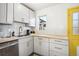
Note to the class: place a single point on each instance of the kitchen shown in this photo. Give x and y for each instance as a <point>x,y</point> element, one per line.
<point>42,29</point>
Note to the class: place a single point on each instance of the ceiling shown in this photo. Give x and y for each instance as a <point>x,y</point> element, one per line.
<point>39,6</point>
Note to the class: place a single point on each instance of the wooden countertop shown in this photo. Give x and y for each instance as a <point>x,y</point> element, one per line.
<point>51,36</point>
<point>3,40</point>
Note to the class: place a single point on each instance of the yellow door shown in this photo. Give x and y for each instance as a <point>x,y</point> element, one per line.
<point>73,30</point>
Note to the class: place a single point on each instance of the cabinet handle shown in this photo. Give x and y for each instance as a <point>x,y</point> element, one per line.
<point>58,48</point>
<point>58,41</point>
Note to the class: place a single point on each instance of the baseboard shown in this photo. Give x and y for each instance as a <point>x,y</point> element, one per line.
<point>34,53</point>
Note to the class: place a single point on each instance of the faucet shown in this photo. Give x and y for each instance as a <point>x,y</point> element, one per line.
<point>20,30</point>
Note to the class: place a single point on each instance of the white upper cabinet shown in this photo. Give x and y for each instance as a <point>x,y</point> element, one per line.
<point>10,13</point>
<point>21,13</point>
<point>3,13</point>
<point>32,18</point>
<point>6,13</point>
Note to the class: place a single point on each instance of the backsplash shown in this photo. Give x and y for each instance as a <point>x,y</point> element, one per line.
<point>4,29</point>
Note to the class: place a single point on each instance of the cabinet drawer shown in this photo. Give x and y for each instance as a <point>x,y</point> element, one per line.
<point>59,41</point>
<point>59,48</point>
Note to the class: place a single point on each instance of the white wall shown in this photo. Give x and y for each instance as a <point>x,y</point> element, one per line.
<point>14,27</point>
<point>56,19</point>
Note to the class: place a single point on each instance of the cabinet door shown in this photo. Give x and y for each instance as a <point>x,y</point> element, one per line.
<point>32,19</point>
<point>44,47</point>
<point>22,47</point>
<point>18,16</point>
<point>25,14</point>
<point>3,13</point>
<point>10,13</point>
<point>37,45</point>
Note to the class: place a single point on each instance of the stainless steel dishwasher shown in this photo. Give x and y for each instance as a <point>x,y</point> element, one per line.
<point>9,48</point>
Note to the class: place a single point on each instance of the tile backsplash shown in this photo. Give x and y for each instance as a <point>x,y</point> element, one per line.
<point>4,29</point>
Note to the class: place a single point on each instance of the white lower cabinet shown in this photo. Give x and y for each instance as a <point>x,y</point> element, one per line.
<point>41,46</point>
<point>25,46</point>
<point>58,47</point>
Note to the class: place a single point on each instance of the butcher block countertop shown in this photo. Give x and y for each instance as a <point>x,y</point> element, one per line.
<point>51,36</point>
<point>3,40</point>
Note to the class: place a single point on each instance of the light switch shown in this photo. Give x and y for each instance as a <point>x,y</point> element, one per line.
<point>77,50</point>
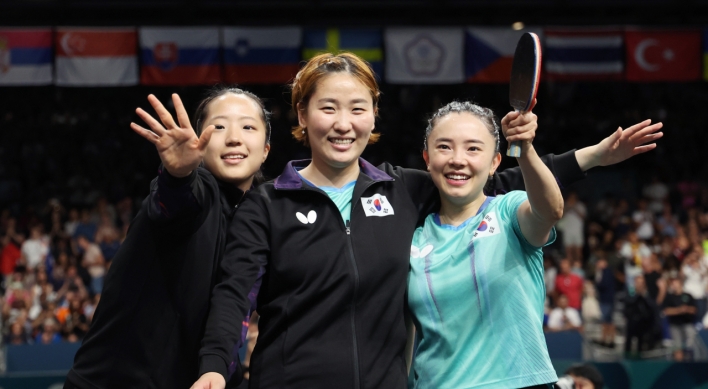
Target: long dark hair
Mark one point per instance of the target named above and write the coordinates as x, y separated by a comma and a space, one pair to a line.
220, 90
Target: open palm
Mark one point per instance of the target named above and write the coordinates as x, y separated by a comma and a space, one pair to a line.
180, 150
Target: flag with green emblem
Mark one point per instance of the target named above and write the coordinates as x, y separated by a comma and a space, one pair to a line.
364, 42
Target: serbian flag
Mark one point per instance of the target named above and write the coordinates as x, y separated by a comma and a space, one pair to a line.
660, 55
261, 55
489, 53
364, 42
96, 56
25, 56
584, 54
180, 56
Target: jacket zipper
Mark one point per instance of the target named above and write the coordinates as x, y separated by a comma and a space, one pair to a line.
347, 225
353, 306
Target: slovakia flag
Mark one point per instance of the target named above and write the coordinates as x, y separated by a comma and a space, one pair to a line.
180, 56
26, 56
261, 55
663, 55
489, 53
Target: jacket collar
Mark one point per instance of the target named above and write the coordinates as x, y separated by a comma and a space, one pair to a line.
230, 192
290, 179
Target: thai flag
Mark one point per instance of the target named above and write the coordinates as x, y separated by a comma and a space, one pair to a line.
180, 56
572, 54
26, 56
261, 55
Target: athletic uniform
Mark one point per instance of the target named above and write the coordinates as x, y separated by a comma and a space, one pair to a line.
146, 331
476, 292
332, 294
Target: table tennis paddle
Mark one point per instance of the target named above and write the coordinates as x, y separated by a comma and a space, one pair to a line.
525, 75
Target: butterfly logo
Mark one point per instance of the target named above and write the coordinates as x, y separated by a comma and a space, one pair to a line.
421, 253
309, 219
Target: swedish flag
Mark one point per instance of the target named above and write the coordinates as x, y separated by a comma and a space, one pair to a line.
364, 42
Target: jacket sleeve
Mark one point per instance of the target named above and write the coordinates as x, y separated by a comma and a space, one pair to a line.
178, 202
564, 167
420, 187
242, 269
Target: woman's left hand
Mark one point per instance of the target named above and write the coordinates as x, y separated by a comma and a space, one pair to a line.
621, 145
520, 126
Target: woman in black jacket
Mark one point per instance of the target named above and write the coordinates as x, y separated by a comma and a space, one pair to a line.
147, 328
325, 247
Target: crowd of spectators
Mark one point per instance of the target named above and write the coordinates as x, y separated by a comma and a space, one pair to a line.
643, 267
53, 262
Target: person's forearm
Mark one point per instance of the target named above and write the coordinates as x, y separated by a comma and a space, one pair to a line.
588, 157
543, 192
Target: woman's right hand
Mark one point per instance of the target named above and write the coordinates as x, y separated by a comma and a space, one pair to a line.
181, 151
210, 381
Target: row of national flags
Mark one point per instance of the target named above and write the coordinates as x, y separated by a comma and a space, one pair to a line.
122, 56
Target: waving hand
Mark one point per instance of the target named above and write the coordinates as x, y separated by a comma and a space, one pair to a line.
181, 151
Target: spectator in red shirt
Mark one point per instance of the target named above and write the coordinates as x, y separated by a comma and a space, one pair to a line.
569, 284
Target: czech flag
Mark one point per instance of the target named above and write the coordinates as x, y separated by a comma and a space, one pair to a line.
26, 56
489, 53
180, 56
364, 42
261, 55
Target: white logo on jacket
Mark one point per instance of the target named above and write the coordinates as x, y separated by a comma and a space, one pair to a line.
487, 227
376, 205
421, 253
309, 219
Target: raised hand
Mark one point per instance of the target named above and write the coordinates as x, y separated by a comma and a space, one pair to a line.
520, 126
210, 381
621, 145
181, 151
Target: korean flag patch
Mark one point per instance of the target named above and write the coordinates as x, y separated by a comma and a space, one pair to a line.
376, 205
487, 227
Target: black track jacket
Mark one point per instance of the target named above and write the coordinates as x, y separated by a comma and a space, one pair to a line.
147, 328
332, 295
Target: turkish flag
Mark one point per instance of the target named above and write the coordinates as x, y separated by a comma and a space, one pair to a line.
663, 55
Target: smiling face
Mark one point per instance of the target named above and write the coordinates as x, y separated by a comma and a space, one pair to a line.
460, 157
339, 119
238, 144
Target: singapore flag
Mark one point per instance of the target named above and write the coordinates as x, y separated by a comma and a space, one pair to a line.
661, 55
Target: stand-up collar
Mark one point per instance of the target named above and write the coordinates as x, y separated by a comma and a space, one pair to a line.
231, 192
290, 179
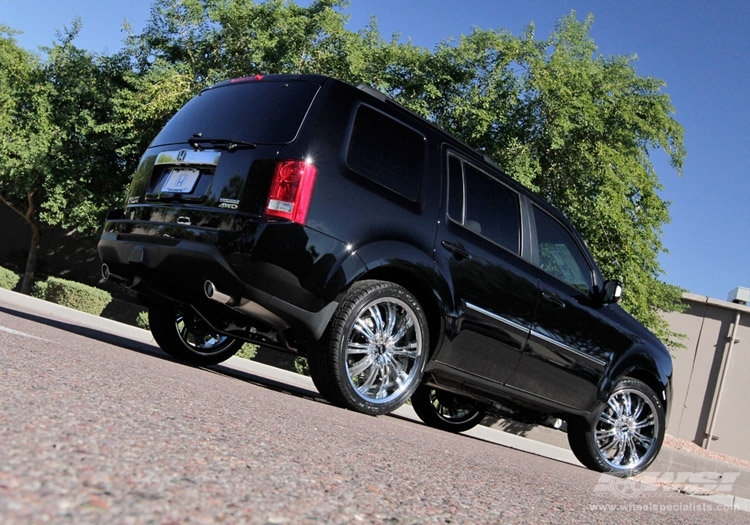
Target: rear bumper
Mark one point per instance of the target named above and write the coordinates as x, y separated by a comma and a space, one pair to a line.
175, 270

- - - -

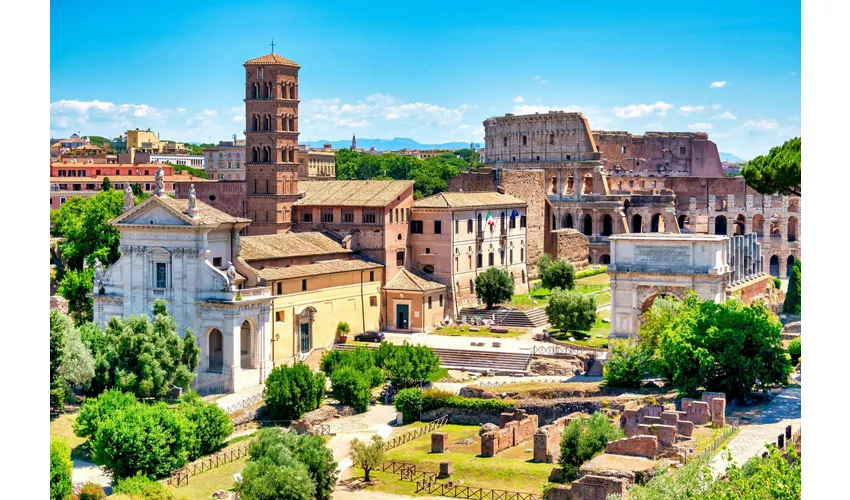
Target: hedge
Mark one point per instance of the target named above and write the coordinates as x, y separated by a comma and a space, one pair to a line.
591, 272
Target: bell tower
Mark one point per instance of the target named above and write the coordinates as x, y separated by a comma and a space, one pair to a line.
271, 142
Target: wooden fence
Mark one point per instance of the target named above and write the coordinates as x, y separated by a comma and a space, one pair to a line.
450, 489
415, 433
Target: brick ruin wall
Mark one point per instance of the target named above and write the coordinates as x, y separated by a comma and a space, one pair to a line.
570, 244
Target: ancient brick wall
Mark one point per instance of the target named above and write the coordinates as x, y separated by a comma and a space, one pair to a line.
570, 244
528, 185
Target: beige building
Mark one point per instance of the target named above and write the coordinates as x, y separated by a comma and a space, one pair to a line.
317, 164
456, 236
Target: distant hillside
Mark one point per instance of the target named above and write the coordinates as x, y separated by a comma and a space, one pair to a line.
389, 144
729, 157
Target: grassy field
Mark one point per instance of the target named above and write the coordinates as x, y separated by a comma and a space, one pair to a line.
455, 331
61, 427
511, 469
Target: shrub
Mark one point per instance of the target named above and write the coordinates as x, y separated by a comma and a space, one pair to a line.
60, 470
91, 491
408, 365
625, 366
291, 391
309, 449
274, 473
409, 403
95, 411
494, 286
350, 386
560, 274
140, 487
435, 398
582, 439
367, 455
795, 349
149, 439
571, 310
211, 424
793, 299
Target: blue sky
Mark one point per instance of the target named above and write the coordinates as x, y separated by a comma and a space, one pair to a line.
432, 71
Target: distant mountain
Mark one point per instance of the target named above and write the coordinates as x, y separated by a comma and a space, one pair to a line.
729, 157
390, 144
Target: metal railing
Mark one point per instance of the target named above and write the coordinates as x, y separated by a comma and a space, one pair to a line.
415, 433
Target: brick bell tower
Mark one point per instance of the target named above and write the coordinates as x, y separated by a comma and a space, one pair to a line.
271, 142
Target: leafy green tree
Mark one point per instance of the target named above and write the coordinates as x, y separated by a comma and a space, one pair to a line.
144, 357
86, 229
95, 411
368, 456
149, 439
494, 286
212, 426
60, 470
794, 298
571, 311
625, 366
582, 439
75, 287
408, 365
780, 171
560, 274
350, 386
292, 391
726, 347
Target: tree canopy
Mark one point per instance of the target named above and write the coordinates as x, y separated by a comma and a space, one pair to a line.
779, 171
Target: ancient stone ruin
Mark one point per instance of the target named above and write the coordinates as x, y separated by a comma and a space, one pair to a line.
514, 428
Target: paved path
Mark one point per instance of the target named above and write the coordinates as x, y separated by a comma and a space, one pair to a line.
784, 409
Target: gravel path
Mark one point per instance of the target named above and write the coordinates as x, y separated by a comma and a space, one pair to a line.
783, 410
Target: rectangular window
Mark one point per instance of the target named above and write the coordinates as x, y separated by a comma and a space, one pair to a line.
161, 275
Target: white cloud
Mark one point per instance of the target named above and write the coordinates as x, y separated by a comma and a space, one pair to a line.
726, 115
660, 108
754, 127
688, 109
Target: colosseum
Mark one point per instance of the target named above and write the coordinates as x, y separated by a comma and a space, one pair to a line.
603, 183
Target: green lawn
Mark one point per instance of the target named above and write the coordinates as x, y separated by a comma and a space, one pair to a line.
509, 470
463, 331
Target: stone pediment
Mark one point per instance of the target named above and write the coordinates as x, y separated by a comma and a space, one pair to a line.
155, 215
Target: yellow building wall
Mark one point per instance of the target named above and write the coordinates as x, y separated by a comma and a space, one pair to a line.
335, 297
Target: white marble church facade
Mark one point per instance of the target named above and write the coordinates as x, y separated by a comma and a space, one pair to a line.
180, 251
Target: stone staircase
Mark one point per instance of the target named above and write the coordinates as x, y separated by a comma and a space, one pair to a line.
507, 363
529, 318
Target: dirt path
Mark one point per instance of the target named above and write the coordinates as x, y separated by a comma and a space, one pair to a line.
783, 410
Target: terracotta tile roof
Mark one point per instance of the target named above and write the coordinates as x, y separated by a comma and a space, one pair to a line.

- - - -

Written request |
Return, unaltered, the lines of the material between the line holding "of the faucet" and the line holding "<point>56,19</point>", inclusive.

Completed task |
Note to the class: place a single point on each instance of the faucet shown in this photo. Give x and y for each instance as a <point>x,y</point> element, one per line.
<point>20,30</point>
Note to the class: place a single point on each instance of the white upper cabinet shown in this photo. Give x and y for each instance as a <point>x,y</point> element, one per line.
<point>10,13</point>
<point>21,13</point>
<point>3,13</point>
<point>32,18</point>
<point>6,13</point>
Note to the class: place a single point on each instance of the backsplash shown in this photo. Give x and y for each instance as a <point>x,y</point> element, one per line.
<point>4,29</point>
Note to the class: place a single point on each instance of the cabinet drawer shown in this photo. Give x and y for each instance as a <point>x,y</point> element, one per line.
<point>59,41</point>
<point>59,48</point>
Note to the class: place a single point on each instance of the white wall shown in this photo. Give x and y for each instance as a <point>x,y</point> element, one per line.
<point>14,27</point>
<point>56,19</point>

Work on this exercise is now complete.